INSTRUCTIONS TO FOLLOW »
Return the listing below word for word.
------ SUPPLIED DATA
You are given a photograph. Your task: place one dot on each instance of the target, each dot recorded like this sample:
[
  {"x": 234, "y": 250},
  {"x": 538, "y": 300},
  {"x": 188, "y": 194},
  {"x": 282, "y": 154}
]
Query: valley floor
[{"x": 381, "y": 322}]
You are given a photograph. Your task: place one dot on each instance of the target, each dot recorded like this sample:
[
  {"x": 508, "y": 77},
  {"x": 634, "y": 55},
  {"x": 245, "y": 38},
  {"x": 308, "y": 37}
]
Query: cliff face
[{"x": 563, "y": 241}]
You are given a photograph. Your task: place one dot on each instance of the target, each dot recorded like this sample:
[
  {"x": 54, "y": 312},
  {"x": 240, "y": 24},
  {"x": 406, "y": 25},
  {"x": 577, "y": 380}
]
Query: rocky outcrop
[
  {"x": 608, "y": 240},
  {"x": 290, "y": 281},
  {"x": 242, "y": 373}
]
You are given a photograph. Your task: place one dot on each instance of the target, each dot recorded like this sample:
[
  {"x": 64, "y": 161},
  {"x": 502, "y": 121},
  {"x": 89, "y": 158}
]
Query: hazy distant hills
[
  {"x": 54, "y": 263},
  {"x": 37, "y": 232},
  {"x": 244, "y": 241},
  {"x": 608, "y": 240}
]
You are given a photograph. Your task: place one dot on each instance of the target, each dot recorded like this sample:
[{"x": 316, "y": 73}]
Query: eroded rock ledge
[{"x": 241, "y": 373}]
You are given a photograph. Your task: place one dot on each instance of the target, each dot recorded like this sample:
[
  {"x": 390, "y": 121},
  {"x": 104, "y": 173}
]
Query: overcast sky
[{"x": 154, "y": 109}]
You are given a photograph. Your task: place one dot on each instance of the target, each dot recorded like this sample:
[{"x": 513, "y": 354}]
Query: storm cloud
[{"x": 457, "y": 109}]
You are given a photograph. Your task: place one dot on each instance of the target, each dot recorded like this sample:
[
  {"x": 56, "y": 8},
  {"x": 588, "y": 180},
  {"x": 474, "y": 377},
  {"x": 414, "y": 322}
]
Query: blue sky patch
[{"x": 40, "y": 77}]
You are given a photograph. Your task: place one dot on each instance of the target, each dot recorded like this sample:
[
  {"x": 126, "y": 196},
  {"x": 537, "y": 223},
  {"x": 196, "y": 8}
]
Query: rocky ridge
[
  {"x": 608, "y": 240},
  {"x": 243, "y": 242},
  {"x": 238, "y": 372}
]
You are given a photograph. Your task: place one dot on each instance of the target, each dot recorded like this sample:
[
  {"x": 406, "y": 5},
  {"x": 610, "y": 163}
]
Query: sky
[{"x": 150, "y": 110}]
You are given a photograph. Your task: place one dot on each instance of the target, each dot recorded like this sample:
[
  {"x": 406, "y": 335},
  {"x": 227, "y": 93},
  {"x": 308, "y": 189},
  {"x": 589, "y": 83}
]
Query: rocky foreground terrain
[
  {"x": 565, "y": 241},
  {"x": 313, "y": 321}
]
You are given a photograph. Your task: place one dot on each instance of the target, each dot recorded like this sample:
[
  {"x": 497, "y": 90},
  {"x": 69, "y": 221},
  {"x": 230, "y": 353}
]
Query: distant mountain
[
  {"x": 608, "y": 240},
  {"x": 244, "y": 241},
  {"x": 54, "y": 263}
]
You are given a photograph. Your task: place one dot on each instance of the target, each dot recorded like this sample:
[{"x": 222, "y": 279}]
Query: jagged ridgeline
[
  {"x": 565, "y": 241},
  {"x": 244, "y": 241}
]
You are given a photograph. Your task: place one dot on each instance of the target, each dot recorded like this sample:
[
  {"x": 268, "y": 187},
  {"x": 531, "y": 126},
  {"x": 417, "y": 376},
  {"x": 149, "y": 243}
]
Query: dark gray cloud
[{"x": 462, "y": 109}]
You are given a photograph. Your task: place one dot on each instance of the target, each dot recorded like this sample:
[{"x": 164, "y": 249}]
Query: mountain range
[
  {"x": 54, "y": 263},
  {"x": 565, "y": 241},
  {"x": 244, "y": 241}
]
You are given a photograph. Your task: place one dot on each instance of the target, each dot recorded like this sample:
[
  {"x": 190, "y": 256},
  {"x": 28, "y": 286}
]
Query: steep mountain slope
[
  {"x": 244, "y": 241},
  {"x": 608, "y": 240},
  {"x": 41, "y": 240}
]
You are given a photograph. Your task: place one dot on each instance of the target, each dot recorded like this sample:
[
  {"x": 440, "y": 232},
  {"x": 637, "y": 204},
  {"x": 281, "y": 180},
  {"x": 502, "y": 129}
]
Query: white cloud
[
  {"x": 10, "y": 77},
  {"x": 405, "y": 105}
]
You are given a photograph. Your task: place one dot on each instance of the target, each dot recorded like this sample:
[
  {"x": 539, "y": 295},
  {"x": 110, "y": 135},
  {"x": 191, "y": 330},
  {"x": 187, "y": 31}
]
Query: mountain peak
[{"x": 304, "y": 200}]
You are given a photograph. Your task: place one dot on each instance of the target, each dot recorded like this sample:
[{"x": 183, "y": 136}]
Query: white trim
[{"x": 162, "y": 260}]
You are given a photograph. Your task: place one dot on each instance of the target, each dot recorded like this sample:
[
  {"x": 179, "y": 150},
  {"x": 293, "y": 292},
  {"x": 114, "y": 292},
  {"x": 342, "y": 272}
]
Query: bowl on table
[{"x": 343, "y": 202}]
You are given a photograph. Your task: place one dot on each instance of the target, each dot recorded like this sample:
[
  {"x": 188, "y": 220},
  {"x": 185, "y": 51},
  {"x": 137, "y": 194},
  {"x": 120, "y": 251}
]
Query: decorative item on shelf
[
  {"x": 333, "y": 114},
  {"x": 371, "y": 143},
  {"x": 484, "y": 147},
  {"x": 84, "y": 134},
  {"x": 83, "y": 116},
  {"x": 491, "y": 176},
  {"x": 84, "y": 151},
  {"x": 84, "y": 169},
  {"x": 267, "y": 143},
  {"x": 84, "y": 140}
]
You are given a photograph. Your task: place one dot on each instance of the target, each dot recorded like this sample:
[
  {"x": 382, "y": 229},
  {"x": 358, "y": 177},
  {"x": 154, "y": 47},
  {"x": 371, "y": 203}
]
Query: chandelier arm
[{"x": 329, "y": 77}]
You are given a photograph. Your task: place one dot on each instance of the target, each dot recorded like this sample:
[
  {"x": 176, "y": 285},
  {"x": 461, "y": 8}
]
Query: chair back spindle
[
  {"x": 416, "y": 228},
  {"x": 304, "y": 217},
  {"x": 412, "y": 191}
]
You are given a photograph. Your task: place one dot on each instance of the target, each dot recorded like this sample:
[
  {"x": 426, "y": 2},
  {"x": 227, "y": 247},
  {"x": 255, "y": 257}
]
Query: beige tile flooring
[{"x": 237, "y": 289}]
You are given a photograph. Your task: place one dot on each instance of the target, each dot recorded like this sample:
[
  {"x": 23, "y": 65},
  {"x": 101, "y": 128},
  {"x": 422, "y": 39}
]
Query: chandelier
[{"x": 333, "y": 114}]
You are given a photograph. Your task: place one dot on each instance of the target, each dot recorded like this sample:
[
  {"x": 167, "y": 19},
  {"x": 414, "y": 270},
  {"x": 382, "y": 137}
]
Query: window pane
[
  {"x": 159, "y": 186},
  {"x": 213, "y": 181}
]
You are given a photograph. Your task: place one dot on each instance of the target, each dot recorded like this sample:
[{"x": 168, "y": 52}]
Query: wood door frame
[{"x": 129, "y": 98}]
------------
EXERCISE OUTPUT »
You are given a photograph. Your task: place one dot on each instance of the target, each dot recorded like this sample:
[
  {"x": 234, "y": 250},
  {"x": 538, "y": 300},
  {"x": 188, "y": 194},
  {"x": 282, "y": 154}
]
Query: valley floor
[{"x": 381, "y": 322}]
You are given a photograph. Your task: place one dot on each instance of the target, each dot recorded like this sample:
[
  {"x": 508, "y": 77},
  {"x": 634, "y": 55},
  {"x": 245, "y": 38},
  {"x": 308, "y": 37}
]
Query: cliff face
[{"x": 563, "y": 241}]
You are given a photograph. Your task: place one dot on each instance of the target, each dot recorded like this sample:
[
  {"x": 54, "y": 312},
  {"x": 240, "y": 24},
  {"x": 406, "y": 25},
  {"x": 577, "y": 380}
]
Query: rocky outcrop
[
  {"x": 608, "y": 240},
  {"x": 290, "y": 281},
  {"x": 242, "y": 373}
]
You are given a photograph. Your task: place one dot on each instance of the target, each dot recorded like this sample:
[
  {"x": 64, "y": 161},
  {"x": 502, "y": 121},
  {"x": 89, "y": 158}
]
Query: hazy distant hills
[
  {"x": 54, "y": 263},
  {"x": 37, "y": 232},
  {"x": 244, "y": 241},
  {"x": 608, "y": 240}
]
You are given a photograph. Your task: place one dot on each instance of the target, each dot recorded like this sample:
[{"x": 316, "y": 73}]
Query: eroded rock ledge
[{"x": 241, "y": 373}]
You are given a photograph. Your task: place one dot on each instance of the target, each dot recorded like this sample:
[
  {"x": 390, "y": 121},
  {"x": 104, "y": 173}
]
Query: overcast sky
[{"x": 154, "y": 109}]
You are given a photograph. Your task: place one dot on each instance of the target, each dot recorded like this sample:
[{"x": 513, "y": 354}]
Query: storm cloud
[{"x": 457, "y": 109}]
You are given a photograph. Your task: place one dot on each instance of the target, each dot recorded like this sample:
[
  {"x": 56, "y": 8},
  {"x": 588, "y": 180},
  {"x": 474, "y": 377},
  {"x": 414, "y": 322}
]
Query: blue sky patch
[{"x": 40, "y": 77}]
You are given a photograph. Your task: place one dot on each instance of the target, each dot recorded like this sample:
[
  {"x": 126, "y": 196},
  {"x": 537, "y": 223},
  {"x": 196, "y": 8}
]
Query: rocky ridge
[
  {"x": 608, "y": 240},
  {"x": 243, "y": 242},
  {"x": 238, "y": 372}
]
You are given a photograph. Your task: place one dot on each instance of the target, each dot recorded like this sample:
[
  {"x": 406, "y": 5},
  {"x": 610, "y": 163}
]
Query: sky
[{"x": 150, "y": 110}]
You are given a photograph. Your task: place one dot on each instance of the target, each dot recorded like this sample:
[
  {"x": 406, "y": 335},
  {"x": 227, "y": 93},
  {"x": 308, "y": 189},
  {"x": 589, "y": 83}
]
Query: rocky foreground terrain
[
  {"x": 565, "y": 241},
  {"x": 313, "y": 321}
]
You are given a photograph. Your task: place one dot on each instance of the target, each dot recorded like this sample:
[
  {"x": 497, "y": 90},
  {"x": 69, "y": 221},
  {"x": 230, "y": 353}
]
Query: distant mountain
[
  {"x": 608, "y": 240},
  {"x": 244, "y": 241},
  {"x": 54, "y": 263}
]
You are given a photograph. Your task: place one dot on each instance of the target, each dot recorded like this sample:
[{"x": 222, "y": 279}]
Query: jagged ridgeline
[
  {"x": 565, "y": 241},
  {"x": 244, "y": 241}
]
You are given a photograph. Your task: place one dot on each instance of the target, each dot recorded like this sample:
[
  {"x": 268, "y": 187},
  {"x": 531, "y": 126},
  {"x": 417, "y": 376},
  {"x": 149, "y": 243}
]
Query: dark gray cloud
[{"x": 462, "y": 109}]
You are given a photograph. Your task: place one dot on each instance of the target, each dot recorded like this sample:
[{"x": 164, "y": 249}]
Query: mountain range
[
  {"x": 54, "y": 263},
  {"x": 565, "y": 241},
  {"x": 244, "y": 241}
]
You are given a photograph. Your task: place one dot on each instance of the target, each dot recorded like this sample:
[
  {"x": 190, "y": 256},
  {"x": 28, "y": 286}
]
Query: steep mountain slope
[
  {"x": 244, "y": 241},
  {"x": 608, "y": 240},
  {"x": 41, "y": 240}
]
You are given a photograph. Your task: place one dot on each instance of the target, each dot recorded like this sample:
[
  {"x": 440, "y": 232},
  {"x": 637, "y": 204},
  {"x": 281, "y": 180},
  {"x": 502, "y": 129}
]
Query: white cloud
[
  {"x": 10, "y": 77},
  {"x": 405, "y": 105}
]
You are given a photograph. Your task: place one dot on each instance of the target, each dot recorded like this sample:
[
  {"x": 539, "y": 295},
  {"x": 110, "y": 135},
  {"x": 191, "y": 330},
  {"x": 187, "y": 31}
]
Query: mountain peak
[{"x": 304, "y": 200}]
You are given a photograph. Your task: place one dot on each instance of the target, each dot recorded like this sample:
[{"x": 183, "y": 136}]
Query: white trim
[{"x": 162, "y": 260}]
You are given a photograph. Your task: place one dot on each instance of the target, each dot recorded like this sample:
[
  {"x": 179, "y": 150},
  {"x": 293, "y": 292},
  {"x": 114, "y": 292},
  {"x": 342, "y": 272}
]
Query: bowl on table
[{"x": 343, "y": 202}]
You are given a photograph. Your task: place one dot on each instance of the target, each dot recorded like this sample:
[
  {"x": 188, "y": 220},
  {"x": 185, "y": 51},
  {"x": 137, "y": 194},
  {"x": 120, "y": 251}
]
Query: decorative item on shelf
[
  {"x": 333, "y": 114},
  {"x": 371, "y": 143},
  {"x": 484, "y": 147},
  {"x": 84, "y": 134},
  {"x": 83, "y": 116},
  {"x": 491, "y": 176},
  {"x": 84, "y": 151},
  {"x": 84, "y": 169},
  {"x": 267, "y": 143},
  {"x": 84, "y": 140}
]
You are given a photograph. Your task: place one dot on each instance of the target, each dot recorded like this sample:
[
  {"x": 382, "y": 229},
  {"x": 358, "y": 177},
  {"x": 154, "y": 47},
  {"x": 371, "y": 203}
]
Query: chandelier arm
[{"x": 329, "y": 77}]
You are given a photograph. Your task: place one dot on each instance of the target, each dot recorded like this sample:
[
  {"x": 176, "y": 285},
  {"x": 461, "y": 8}
]
Query: chair back spindle
[
  {"x": 416, "y": 228},
  {"x": 304, "y": 217},
  {"x": 412, "y": 191}
]
You are given a photograph. Your task: place one dot on each instance of the target, each dot recorded like this sample:
[
  {"x": 426, "y": 2},
  {"x": 227, "y": 247},
  {"x": 255, "y": 257}
]
Query: beige tile flooring
[{"x": 237, "y": 289}]
You are given a photograph. Your task: place one dot on each instance of the target, each dot recorded like this sample:
[
  {"x": 23, "y": 65},
  {"x": 101, "y": 128},
  {"x": 422, "y": 39}
]
Query: chandelier
[{"x": 333, "y": 114}]
You are given a photograph. Your task: place one dot on each instance of the target, each dot recorded like this sample:
[
  {"x": 167, "y": 19},
  {"x": 414, "y": 270},
  {"x": 382, "y": 137}
]
Query: window pane
[
  {"x": 159, "y": 186},
  {"x": 213, "y": 181}
]
You are given a photograph. Your task: place one dot on each instance of the target, each dot recorded like this sample:
[{"x": 168, "y": 52}]
Query: wood door frame
[{"x": 129, "y": 98}]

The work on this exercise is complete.